Yönerge: Empedokles'i anlatan metne, gösterilen son dizeden sonrasından başlayarak devam edin.

Belge metni:
•••••

Akragaslı Empedokles dört unsuru bulmuştur: toprak, su, ateş, hava. Unsurların karışımını, doğanın devineğini sağlayan etkileri de bilmekle övünür. Fizikçi, hekim, hatip, rahiptir. Bilgisi evreni sarar. Tanrı gücü duyar kendinde. Bu gücü öğretisini dinleyenlerle paylaşacağına söz verir:

Öğreneceksin benden
hastalıklara karşı koymanın çarelerini,
ihtiyarlığı önlemenin yolunu,
gerçekleştireceğim bunları sana, yalnız sana.
Durduracaksın azgın yellerin gücünü
topraklara saldıran, tarlaları kıran.
Yok denk getirmek istersen,
salacaksın gene yelleri.
Durduracaksın kara yağmuru
kuraklıksa insanlara hayırlı.
Yaz kuraklığından sağnaklar yağdıracaksın
göklerden kopan, ağaçları besleyen.
Ölmüş adamın gücünü getireceksin.
Hades'ten gerisin geri yeryüzüne.

•••••

Gönderimsel ifade verileri:
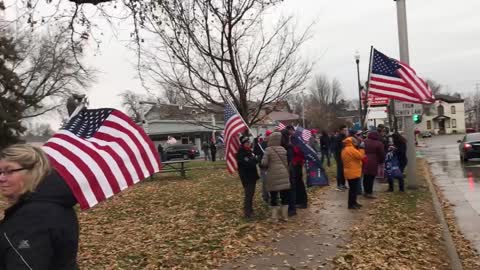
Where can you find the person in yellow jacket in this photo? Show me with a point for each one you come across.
(352, 169)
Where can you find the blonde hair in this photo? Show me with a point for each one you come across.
(31, 158)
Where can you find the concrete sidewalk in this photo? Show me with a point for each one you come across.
(323, 229)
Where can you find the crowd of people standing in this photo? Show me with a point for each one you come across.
(363, 156)
(360, 157)
(281, 169)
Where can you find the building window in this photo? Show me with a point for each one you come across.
(440, 110)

•••••

Alıştırma çıktısı:
Doğayı dizgine vurmak, ecele karşı koyup ölüyü diriltmek ha? Zeus bile girişmemişti böyle bir işe. Empedokles göğün, bir de toprağın menos'undan dem vurur: Adam öldüren insanın ruhu üç kere on bin yıl biçimden biçime girip sürünürmüş, göğün gücü onu denize atar, deniz toprağın üstüne tükürür, toprak güneşin ışınlarına salarmış onu, böylece evrende döne döne çekermiş cezasını. Toprağın menos'una gelince, Empedokles onun için kıllı diyor: Sphairos'u anlatmaktadır -biz bugün sphairos sözcüğüne gök kubbe değil de, uzay diyebiliriz- uzayda diyor Empedokles, güneşin hızlı uzuvları -güneşin de tıpkı insan gibi eli kolu var demek- görülmez, ne deniz vardır, ne kıllı, yani üstü bitkiyle örtülü dünya, uzay yusyuvarlak bir uyum içinde, yalnızlığın sevinciyle döner.

Homeros'un insanda, hayvanda, Sokrates öncesi düşünürlerin de bütün doğada varlığını gördükleri bu güç, hayat mı, canlılığın ta kendisi mi? Menos'un bu anlamda çok kısa bir tarihi var: verdiğimiz örneklerle nerdeyse tükenir. Sonraları Yunan dilinde ona rastlansa da öfke ya da taşkınlık gösteren dar bir anlamda rastlanır.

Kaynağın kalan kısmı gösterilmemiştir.